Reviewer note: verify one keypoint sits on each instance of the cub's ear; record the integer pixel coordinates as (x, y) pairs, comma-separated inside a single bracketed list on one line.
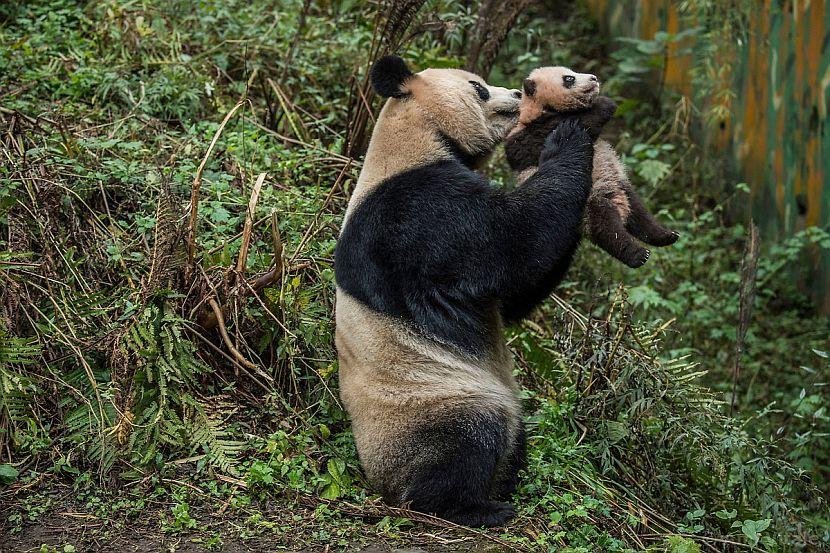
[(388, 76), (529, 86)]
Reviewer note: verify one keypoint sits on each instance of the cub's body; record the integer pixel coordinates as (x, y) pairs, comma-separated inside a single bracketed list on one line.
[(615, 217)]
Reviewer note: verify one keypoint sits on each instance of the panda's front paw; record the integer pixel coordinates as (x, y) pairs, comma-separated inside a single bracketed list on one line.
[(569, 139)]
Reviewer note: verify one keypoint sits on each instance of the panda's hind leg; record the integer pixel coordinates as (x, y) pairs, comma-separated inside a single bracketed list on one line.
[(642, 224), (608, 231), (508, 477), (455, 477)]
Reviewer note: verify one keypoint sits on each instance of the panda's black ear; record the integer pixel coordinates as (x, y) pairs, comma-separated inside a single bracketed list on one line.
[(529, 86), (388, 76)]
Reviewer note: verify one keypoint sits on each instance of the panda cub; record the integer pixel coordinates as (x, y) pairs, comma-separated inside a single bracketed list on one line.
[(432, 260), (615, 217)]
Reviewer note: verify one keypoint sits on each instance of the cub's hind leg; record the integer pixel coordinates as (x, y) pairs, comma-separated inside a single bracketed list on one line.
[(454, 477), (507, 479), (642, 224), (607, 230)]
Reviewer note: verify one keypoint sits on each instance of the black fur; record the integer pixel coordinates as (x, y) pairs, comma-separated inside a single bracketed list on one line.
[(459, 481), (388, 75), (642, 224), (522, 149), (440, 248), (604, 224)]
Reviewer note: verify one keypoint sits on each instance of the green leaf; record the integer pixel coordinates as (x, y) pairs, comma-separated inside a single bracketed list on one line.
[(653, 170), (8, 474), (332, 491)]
***
▸ **Work instruction**: Write out, without alteration, the line that contains "of the black" and all subsequent lines down to the end of the data above.

▸ **Your solution**:
Reviewer note: verify one keypoint sits on each instance of the black fur; record the integer pixel coordinates as (x, y) pairs, comma-separated inside a single bracketed list on one line.
[(459, 481), (388, 75), (642, 224), (522, 149), (440, 248), (604, 224)]
Reviewer note: verify one keypoint sits on each instance of the green leaf; record the integer pixel coordinates as (x, y) pairs, comma-separated inside a single bracketed list on one line.
[(653, 170), (8, 474), (332, 491)]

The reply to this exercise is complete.